**SELECTED EXTRACT**
------

Building on these successes, Atlas represents the next phase: a sophisticated, multimedia conversational interface that integrates spoken responses, captions, videos, and firsthand accounts from serving personnel. This approach aims to engage younger demographics more effectively and create a richer, more immersive user experience.
Technical Architecture and Collaboration
Atlas’s development involved a multi-vendor ecosystem. Wavemaker led strategic and conversational design to ensure the AI was trained on accurate and relevant naval knowledge. Voxly Digital handled the front-end and back-end engineering, supported by Great State, the Royal Navy’s digital agency. This collaboration enabled the creation of an AI system that goes beyond static information delivery, offering dynamic, context-aware interactions.
Operational Goals and Integration
The primary objective behind Atlas is to filter and support candidates for one of the Navy’s most demanding roles while alleviating administrative burdens on human recruiters. The AI avatar is designed to retain candidates’ attention longer and provide detailed insights about submarine life—a key challenge in recruitment due to the unique lifestyle involved.

------

**EXERCISE OBJECTIVE**
Translate this sentence from the text on Atlas into Spanish: "Wavemaker led strategic and conversational design to ensure the AI was trained on accurate and relevant naval knowledge."

------

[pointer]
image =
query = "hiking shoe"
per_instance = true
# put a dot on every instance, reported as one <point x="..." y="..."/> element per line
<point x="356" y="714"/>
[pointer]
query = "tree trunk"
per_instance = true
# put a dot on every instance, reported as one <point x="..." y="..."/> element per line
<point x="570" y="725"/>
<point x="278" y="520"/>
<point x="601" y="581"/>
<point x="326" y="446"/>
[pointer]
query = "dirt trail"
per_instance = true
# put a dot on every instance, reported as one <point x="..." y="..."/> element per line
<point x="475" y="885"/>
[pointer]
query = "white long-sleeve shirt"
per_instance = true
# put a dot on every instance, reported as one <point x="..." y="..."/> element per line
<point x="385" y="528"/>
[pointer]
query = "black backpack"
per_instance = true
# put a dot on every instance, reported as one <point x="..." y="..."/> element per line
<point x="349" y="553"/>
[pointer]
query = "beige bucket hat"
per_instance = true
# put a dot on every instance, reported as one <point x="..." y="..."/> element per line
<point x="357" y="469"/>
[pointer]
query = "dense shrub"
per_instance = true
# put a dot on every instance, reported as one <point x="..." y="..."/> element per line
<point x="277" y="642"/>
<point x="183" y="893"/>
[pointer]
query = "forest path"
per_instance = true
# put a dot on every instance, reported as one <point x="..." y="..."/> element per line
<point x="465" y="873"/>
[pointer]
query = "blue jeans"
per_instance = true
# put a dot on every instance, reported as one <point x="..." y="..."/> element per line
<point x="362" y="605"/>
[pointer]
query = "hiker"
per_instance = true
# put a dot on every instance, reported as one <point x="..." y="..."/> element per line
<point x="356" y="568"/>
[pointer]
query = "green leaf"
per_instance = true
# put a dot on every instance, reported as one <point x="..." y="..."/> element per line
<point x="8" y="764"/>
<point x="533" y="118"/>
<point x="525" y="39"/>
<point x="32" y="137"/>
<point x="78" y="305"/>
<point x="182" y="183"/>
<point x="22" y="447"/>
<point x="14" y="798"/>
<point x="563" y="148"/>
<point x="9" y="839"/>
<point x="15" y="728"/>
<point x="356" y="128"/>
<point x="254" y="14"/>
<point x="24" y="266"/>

------

**OUTPUT**
Wavemaker dirigió el diseño estratégico y conversacional para garantizar que la IA se entrenara con conocimientos navales precisos y pertinentes.